Debian - SeasStarsRoses/IT GitHub Wiki

Table of Contents


1. Scanning

1.1 Scanner

1.1.1 Simple Scan

With Simple Scan you can scan several pages, crop them and save them as PDF. The tool is good for quick scans. Documents can be saved as PDF, JPF and PNG.

1.1.2 XSane Image Scanner

The XSane Image Scanner recommends to scan texts in their Scanning Tips with 300 DPI and Line Art. You can use it for texts with the following options:

  • Main screen
    • Number of pages to scan. Choose:
      • 1 for manual
      • n for Automatic Document Feeder (ADF)
    • Selects the scan source, such as document feeder: Choose Auto or ADF.
    • Browse for image filename: Choose this button to select a filename.
    • Target icon: Viewer. This will let you view the scanned image, turn it and save as PDF.
    • Type: Set PDF as default. When you are using PNG like Tesseract that set PNG.
    • Scan Mode: Lineart
    • Set Scan Resolution: 300
  • Settings: Choose a Directory Preferences ➡️ Save ➡️ Temporary Directory.
  • Viewer
    • Use the buttons to turn the image.

==============================

■ Problems ■
1. Answer these questions about the Debian scanning wiki page:
(a) In which formats can Simple Scan save documents?
(b) What resolution and scan mode does XSane recommend for scanning texts?
(c) What number of pages should be chosen when using the Automatic Document Feeder?
2. Extend the Debian scanning wiki page past its final line.

==============================

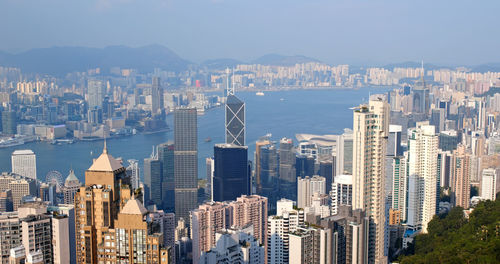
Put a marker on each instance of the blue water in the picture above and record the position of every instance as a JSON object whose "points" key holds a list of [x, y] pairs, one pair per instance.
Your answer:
{"points": [[299, 111]]}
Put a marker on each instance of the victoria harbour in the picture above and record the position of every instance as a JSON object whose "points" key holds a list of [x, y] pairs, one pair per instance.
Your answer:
{"points": [[282, 114]]}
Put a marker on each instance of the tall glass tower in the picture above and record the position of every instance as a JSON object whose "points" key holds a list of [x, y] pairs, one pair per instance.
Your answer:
{"points": [[185, 161]]}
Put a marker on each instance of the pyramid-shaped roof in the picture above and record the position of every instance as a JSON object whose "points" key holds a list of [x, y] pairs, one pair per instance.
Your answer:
{"points": [[134, 207], [105, 162]]}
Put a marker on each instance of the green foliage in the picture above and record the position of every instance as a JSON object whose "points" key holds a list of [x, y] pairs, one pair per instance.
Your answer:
{"points": [[454, 239]]}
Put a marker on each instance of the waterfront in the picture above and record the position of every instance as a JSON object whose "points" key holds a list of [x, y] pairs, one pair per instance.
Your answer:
{"points": [[283, 114]]}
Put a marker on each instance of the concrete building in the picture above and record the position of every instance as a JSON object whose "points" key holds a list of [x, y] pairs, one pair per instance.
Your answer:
{"points": [[185, 161], [341, 193], [489, 184], [422, 163], [24, 163], [371, 127], [307, 187]]}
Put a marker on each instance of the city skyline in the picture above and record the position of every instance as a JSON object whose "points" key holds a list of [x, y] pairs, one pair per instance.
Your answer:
{"points": [[352, 25]]}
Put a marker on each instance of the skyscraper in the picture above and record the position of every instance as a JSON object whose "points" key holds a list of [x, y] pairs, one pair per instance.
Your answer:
{"points": [[185, 161], [422, 163], [24, 163], [153, 181], [235, 121], [96, 92], [166, 157], [287, 174], [231, 173], [371, 127]]}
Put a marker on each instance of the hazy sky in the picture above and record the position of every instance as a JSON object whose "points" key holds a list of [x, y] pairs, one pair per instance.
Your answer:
{"points": [[334, 31]]}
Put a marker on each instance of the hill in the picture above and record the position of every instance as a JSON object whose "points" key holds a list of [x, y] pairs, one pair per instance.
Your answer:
{"points": [[454, 239], [62, 60]]}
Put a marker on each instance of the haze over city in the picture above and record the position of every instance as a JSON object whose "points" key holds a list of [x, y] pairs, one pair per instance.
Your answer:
{"points": [[359, 32]]}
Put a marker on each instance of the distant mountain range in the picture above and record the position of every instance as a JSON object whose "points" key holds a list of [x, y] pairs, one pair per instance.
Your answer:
{"points": [[59, 61]]}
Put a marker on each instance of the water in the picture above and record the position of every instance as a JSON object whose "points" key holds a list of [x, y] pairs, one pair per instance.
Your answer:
{"points": [[283, 114]]}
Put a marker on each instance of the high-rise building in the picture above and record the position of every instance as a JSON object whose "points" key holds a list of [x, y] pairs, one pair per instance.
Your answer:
{"points": [[166, 157], [341, 192], [97, 205], [61, 239], [371, 128], [70, 188], [9, 123], [24, 163], [156, 96], [231, 172], [287, 174], [96, 92], [133, 171], [185, 161], [20, 187], [422, 163], [311, 245], [10, 234], [489, 184], [279, 228], [153, 181], [307, 187], [460, 184], [235, 121]]}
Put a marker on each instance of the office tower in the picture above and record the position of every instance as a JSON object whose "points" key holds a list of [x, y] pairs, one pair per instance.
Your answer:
{"points": [[235, 246], [287, 174], [156, 96], [304, 166], [153, 181], [6, 204], [95, 93], [9, 123], [133, 171], [20, 187], [310, 245], [422, 163], [326, 170], [489, 184], [166, 157], [341, 192], [209, 192], [251, 209], [371, 127], [349, 235], [24, 163], [206, 220], [460, 184], [279, 228], [61, 239], [185, 161], [399, 185], [37, 235], [235, 121], [133, 239], [394, 141], [70, 188], [10, 233], [107, 186], [231, 179], [69, 211], [307, 187]]}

==============================

■ Per-task answers ■
1.
(a) PDF, JPF and PNG.
(b) 300 DPI and Line Art.
(c) n.

2.
    • Save it as PDF using File ➡️ Save image.
    • Close Viewer to scan the next page.

1.1.3 Sane Command Line

With Sane it is possible to scan using scanimage commands:

  • Scan a page from manual tray in tiff format to the file output.tiff:
    • scanimage -x 210 -y 297 --mode Gray --resolution 300 --format png > outfile.png
    • Possible formats are e.g. png or tiff
    • Paper size A4 is 210 by 297 millimetres according to Wikipedia.
  • Available options: man scanimage

1.2 File concatenation and conversion

1.2.1 PNG

  • Concatenate two files input1.png and input2.png to a file output.png:
    convert input1.png input1.png -append output.png
  • Turn and Crop an image with the Shotwell viewer.

1.2.3 TXT

Concatenate the files input1.txt and input2.txt to the file output.txt:

cat input1.txt input2.txt > output.txt


1.3 OCR


Copyright: https://commons.wikimedia.org/wiki/File:TesseractLogo.png

1.3.1 Tesseract-ocr

Tesseract-ocr is an optical character recognition engine. It is free software, released under the Apache License, Version 2.0. For more informations see Wikipedia.
The Command-Line usage is described in GitHub.
To read the text from a file input.png to an output file output.txt use:
tesseract input.png output.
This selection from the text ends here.